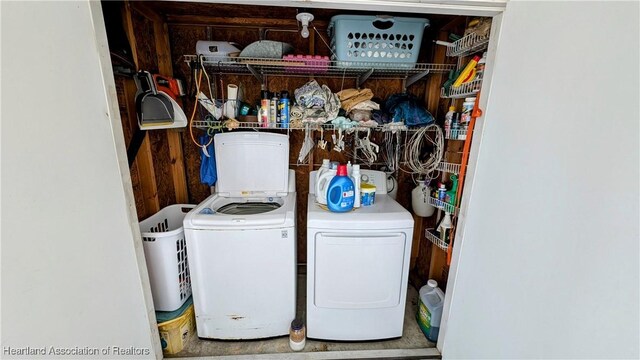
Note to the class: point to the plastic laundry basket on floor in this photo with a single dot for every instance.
(165, 251)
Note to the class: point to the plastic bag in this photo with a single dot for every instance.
(406, 108)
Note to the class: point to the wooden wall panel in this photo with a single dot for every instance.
(183, 37)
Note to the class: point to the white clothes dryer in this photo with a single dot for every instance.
(357, 267)
(241, 241)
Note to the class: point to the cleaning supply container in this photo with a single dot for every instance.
(341, 191)
(165, 252)
(379, 39)
(430, 310)
(176, 327)
(368, 192)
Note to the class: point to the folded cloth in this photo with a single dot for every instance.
(332, 103)
(380, 116)
(351, 97)
(342, 122)
(317, 116)
(360, 115)
(208, 173)
(366, 105)
(310, 95)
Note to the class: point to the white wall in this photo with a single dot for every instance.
(548, 265)
(70, 265)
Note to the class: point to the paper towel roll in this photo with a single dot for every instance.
(232, 92)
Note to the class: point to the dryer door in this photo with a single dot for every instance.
(358, 271)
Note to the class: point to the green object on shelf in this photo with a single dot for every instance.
(451, 194)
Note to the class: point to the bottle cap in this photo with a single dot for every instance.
(342, 170)
(297, 324)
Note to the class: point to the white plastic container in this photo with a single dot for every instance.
(430, 310)
(165, 252)
(420, 200)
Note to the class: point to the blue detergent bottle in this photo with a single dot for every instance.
(341, 191)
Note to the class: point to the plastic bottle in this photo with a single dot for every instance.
(297, 335)
(442, 192)
(468, 73)
(283, 108)
(450, 196)
(467, 108)
(355, 177)
(273, 111)
(341, 192)
(264, 109)
(445, 227)
(480, 66)
(447, 121)
(455, 126)
(430, 310)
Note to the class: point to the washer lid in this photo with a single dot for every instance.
(252, 164)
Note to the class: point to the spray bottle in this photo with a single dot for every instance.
(355, 176)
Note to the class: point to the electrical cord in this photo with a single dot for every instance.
(195, 105)
(413, 149)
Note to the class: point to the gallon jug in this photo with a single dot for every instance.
(420, 200)
(323, 176)
(341, 192)
(430, 310)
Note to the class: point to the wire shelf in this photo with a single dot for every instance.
(205, 124)
(443, 206)
(469, 44)
(465, 90)
(246, 65)
(449, 167)
(456, 134)
(436, 240)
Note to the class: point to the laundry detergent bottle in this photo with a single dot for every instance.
(430, 310)
(341, 191)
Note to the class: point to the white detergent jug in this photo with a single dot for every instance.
(430, 310)
(322, 184)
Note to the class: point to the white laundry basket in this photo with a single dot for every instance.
(165, 251)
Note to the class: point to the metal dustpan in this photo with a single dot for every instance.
(155, 109)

- [What the exercise asks]:
Put each line of the entries above into a Markdown table with the columns "Row" and "Entry line", numbering the rows. Skip blank lines and leave the picture out.

- [Solved exercise]:
| Row | Entry line |
|---|---|
| 1 | Note to the class: point to the plastic laundry basket on floor in this photo with a single dot for every instance. |
| 2 | (165, 251) |
| 3 | Note to the class: point to the plastic bag in this photo with a single dot for every instance. |
| 4 | (406, 108) |
| 5 | Note to the class: point to the wooden wall panel in this photo with a single dot for every instance. |
| 6 | (183, 37) |
| 7 | Note to the class: point to the white clothes dryer in this photo with a single dot for every instance. |
| 8 | (357, 267) |
| 9 | (241, 241) |
| 10 | Note to the class: point to the cleaning supply container in this photo with a single dot for every instance. |
| 11 | (341, 191) |
| 12 | (165, 252) |
| 13 | (379, 39) |
| 14 | (430, 310) |
| 15 | (176, 327) |
| 16 | (368, 192) |
| 17 | Note to the class: point to the folded cloth in this photo with a single dot for every instance. |
| 18 | (332, 103) |
| 19 | (380, 116) |
| 20 | (351, 97) |
| 21 | (342, 122) |
| 22 | (317, 116) |
| 23 | (360, 115) |
| 24 | (208, 173) |
| 25 | (366, 105) |
| 26 | (310, 95) |
| 27 | Note to the class: point to the white wall in this photo with a single dot for every instance. |
| 28 | (548, 265) |
| 29 | (70, 265) |
| 30 | Note to the class: point to the paper towel roll in this photo with a single dot for every instance. |
| 31 | (232, 92) |
| 32 | Note to the class: point to the dryer door in this photo with a single dot for every instance. |
| 33 | (358, 271) |
| 34 | Note to the class: point to the green object on shelf in this photo with a single dot for every instance. |
| 35 | (451, 194) |
| 36 | Note to the class: point to the bottle cap in this photo with a single dot for every instance. |
| 37 | (342, 170) |
| 38 | (297, 324) |
| 39 | Note to the class: point to the white plastic container in this photo with a single dot for every instance. |
| 40 | (430, 310) |
| 41 | (165, 252) |
| 42 | (420, 200) |
| 43 | Note to the class: point to the blue detergent bottle in this photo with a single dot for every instance. |
| 44 | (341, 191) |
| 45 | Note to the class: point to the plastic bottle in this photo with a single dot for every instance. |
| 46 | (297, 335) |
| 47 | (442, 192) |
| 48 | (468, 73) |
| 49 | (283, 108) |
| 50 | (450, 196) |
| 51 | (467, 108) |
| 52 | (355, 177) |
| 53 | (273, 111) |
| 54 | (341, 192) |
| 55 | (264, 109) |
| 56 | (445, 227) |
| 57 | (480, 66) |
| 58 | (447, 121) |
| 59 | (455, 126) |
| 60 | (430, 310) |
| 61 | Note to the class: point to the washer lid in this photo with a single dot for every instance. |
| 62 | (252, 164) |
| 63 | Note to the class: point to the spray bottle in this photo with a single dot for every instance. |
| 64 | (355, 176) |
| 65 | Note to the class: point to the electrical cord in this photo with a single dot for every instance. |
| 66 | (195, 105) |
| 67 | (413, 149) |
| 68 | Note to the class: point to the gallon jug in this photo with a single dot for every instance. |
| 69 | (420, 200) |
| 70 | (323, 176) |
| 71 | (341, 192) |
| 72 | (430, 310) |
| 73 | Note to the class: point to the wire shelf in this photo with a single dot for every instance. |
| 74 | (205, 124) |
| 75 | (443, 206) |
| 76 | (469, 44) |
| 77 | (465, 90) |
| 78 | (246, 65) |
| 79 | (449, 167) |
| 80 | (456, 134) |
| 81 | (436, 240) |
| 82 | Note to the class: point to the laundry detergent bottle in this photo with a single dot for every instance. |
| 83 | (430, 310) |
| 84 | (341, 191) |
| 85 | Note to the class: point to the white detergent jug in this photo with a single dot for every instance. |
| 86 | (430, 310) |
| 87 | (322, 184) |
| 88 | Note to the class: point to the white laundry basket in this photo with a single dot for every instance. |
| 89 | (165, 251) |
| 90 | Note to the class: point to the metal dustpan in this photo with a single dot for every instance. |
| 91 | (155, 109) |